**Actions to take**
1. According to the article on diet and Alzheimer's disease, why is the study's holistic view of the diet its strength? Answer in one to three sentences.
2. Answer these questions on the article on diet and Alzheimer's disease:
(a) Where was the study presented?
(b) How many people did the research look at, and how old were they?
(c) What did the participants' questionnaires cover?
3. Continue the article on diet and Alzheimer's disease from the point where it ends.

**Exercise passage**
A recent study presented at the annual meeting of the American Neurological Association suggests that a Mediterranean-like diet may protect against Alzheimer’s disease, as well as offer heart-protective benefits.
A typically healthy diet including foods such as cruciferous and green leafy vegetables, omega-3 rich oily fish, nuts and tomatoes, which is also low in high-fat dairy, red meat, offal and butter, is thought to offer a range of nutrients which together lower the risk of Alzheimer’s disease. The strength of this study is its holistic view of the diet as a whole, whereas most studies that look into the link between diet and mental health focus on the role of isolated nutrients and often ignore the complexity of diet and lifestyle patterns.
According to nutrition scientist Dr Nina Bailey, “This study usefully looks at overall diet quality, and gives us a blueprint for us to aim for. It’s unrealistic to put forward one single nutrient as a cure-all, and at Igennus we always emphasise the role of the diet as a whole in achieving and maintaining good health, while offering purified omega-3 EPA supplements to top up the diet, when it’s not possible to achieve clinical doses by way of eating fish alone.”
The research looked at the dietary patterns of 1691 people aged 65 and older, none of whom had signs of dementia when they began the study. Participants completed detailed questionnaires relating to the types of foods they ate in the previous year.

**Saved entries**
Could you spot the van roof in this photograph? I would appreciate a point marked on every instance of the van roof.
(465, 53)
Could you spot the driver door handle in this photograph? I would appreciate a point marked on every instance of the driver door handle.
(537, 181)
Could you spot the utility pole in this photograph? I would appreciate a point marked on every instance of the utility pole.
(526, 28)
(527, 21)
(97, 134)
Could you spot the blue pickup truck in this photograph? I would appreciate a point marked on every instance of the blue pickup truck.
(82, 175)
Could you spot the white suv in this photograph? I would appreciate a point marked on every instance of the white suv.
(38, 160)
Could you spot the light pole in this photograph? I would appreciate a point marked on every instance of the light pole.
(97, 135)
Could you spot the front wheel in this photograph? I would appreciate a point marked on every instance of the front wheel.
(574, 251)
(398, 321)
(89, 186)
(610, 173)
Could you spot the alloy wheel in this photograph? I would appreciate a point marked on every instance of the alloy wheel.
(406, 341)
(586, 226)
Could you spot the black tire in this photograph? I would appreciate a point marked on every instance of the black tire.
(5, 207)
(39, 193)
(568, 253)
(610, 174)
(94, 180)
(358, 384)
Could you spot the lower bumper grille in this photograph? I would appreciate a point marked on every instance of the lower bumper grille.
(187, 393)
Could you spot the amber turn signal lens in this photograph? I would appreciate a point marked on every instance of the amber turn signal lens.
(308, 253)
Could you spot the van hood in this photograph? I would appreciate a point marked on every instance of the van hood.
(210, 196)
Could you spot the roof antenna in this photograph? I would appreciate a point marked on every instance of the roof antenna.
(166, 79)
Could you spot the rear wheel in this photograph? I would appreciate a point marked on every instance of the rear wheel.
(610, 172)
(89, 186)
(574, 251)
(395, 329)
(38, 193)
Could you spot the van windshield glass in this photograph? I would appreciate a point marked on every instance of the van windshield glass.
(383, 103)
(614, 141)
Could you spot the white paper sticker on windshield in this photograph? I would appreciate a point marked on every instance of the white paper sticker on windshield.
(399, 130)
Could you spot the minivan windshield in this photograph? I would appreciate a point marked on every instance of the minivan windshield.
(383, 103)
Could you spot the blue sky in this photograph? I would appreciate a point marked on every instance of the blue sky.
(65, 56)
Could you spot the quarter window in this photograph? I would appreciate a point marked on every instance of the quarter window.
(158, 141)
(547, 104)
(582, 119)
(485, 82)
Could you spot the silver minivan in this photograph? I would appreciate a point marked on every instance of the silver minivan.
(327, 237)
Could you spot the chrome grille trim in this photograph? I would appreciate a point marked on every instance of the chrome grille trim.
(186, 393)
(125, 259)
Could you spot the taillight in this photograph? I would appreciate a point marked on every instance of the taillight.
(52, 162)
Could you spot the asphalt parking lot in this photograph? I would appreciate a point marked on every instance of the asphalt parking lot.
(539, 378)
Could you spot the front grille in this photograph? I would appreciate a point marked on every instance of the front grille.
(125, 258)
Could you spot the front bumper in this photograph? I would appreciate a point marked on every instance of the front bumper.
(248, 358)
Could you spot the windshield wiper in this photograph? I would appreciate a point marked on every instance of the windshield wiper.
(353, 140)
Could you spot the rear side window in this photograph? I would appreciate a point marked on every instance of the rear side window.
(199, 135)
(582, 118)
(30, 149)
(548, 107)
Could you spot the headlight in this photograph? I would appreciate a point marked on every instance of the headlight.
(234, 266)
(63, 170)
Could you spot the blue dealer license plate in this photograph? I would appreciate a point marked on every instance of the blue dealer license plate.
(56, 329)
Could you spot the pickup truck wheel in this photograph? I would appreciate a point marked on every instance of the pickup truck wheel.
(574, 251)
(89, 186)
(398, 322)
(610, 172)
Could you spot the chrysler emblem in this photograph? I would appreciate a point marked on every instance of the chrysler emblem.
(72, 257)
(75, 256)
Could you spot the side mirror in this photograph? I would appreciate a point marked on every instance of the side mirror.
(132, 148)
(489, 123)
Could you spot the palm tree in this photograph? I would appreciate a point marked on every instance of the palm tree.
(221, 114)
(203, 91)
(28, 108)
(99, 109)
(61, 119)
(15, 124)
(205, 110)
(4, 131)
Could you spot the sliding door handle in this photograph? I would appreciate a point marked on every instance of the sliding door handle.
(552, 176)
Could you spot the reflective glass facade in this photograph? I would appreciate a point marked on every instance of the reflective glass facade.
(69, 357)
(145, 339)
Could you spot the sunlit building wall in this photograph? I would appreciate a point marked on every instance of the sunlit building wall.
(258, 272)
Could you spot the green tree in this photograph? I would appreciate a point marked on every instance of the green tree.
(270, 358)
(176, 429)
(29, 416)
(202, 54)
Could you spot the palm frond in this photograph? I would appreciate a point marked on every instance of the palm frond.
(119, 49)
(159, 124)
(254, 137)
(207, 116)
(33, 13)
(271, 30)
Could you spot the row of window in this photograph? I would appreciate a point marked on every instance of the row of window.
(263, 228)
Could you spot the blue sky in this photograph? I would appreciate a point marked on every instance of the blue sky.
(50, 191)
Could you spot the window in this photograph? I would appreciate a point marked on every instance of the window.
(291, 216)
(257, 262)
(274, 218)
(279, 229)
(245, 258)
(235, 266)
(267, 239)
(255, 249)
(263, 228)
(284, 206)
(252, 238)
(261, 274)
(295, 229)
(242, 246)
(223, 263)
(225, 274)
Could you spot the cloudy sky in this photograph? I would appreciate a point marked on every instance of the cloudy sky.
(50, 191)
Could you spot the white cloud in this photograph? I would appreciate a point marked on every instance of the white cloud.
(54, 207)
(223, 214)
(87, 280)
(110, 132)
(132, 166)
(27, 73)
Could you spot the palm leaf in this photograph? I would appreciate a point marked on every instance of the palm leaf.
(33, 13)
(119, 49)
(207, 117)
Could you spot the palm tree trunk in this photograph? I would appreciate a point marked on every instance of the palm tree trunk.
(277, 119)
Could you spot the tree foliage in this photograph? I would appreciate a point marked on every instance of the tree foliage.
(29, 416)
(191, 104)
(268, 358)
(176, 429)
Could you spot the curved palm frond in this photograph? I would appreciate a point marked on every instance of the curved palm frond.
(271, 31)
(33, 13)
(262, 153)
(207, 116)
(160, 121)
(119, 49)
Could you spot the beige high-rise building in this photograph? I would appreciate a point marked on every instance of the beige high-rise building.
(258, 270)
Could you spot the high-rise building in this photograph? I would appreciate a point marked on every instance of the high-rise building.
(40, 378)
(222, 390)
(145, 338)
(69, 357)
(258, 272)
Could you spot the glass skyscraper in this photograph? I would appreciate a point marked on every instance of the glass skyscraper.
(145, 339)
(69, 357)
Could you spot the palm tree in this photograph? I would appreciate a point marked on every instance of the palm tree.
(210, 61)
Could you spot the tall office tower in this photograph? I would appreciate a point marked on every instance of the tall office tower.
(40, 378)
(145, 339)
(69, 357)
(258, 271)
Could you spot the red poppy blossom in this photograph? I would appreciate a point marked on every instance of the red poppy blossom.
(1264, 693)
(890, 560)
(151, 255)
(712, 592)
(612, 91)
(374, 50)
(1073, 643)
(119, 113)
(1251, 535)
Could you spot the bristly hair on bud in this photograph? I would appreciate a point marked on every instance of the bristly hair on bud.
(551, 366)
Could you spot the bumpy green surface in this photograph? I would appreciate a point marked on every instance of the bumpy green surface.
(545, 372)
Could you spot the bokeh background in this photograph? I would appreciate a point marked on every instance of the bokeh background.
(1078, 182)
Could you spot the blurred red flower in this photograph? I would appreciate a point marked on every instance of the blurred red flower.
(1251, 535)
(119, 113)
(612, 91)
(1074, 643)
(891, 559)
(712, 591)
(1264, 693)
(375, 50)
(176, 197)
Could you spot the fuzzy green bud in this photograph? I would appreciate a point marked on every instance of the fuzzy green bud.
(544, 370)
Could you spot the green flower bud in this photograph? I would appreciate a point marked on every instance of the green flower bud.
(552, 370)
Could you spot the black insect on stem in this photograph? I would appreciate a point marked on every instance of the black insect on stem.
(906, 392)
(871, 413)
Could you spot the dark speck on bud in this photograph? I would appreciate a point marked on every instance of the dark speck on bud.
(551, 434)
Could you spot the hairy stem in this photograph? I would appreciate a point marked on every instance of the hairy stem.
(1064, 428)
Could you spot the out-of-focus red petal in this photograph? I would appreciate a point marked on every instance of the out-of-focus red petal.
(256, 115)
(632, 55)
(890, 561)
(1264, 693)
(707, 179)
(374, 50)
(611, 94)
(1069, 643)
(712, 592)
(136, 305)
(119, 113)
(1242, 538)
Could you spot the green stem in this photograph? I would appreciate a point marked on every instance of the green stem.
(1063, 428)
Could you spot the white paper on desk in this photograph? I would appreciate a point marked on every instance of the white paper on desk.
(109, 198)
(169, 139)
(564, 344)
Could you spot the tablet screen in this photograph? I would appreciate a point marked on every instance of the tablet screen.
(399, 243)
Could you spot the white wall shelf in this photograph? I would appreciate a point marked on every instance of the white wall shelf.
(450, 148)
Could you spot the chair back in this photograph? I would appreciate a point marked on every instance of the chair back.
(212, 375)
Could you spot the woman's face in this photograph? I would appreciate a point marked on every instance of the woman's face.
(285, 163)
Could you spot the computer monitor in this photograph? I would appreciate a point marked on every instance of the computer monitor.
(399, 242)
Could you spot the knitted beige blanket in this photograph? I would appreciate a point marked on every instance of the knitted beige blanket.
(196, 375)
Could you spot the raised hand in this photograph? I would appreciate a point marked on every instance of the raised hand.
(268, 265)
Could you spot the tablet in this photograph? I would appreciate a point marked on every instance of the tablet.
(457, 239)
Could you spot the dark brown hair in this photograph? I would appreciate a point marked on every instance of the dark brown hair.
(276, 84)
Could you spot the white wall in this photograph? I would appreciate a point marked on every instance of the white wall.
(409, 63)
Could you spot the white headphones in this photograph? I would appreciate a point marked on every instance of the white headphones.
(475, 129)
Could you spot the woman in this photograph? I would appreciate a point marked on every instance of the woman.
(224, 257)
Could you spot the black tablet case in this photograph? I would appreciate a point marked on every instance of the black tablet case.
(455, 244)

**Answers to the exercises**
1. Its strength is that it looks at the diet as a whole. Most studies of the link between diet and mental health focus on the role of isolated nutrients and often ignore the complexity of diet and lifestyle patterns.

2.
(a) At the annual meeting of the American Neurological Association.
(b) 1691 people aged 65 and older.
(c) The types of foods they ate in the previous year.

3.
The researchers then assessed various foods in the lab to determine which foods were rich in nutrients such as omega-3 fatty acids and vitamin E – foods which have previously been strongly linked to lower disease risk – and which were also low in nutrients which have been linked to greater risk of Alzheimer’s disease, including saturated fatty acids.
Based on these nutrient values, it became apparent that a protective dietary pattern was characterised by a diet which resembled the typical Mediterranean diet. Participants were divided into three groups based on how well they adhered to such a diet in the previous year. Over the next four years, 211 people were diagnosed with Alzheimer’s disease, with those in the top third 38% less likely to develop the disease than those in the lowest third.
The study took into account a variety of factors which could also lower disease risk, including exercise, age, smoking, BMI and daily calorie consumption. Encouragingly, these results add further weight to the reasons for following a healthy diet, which we at Igennus Healthcare fully endorse.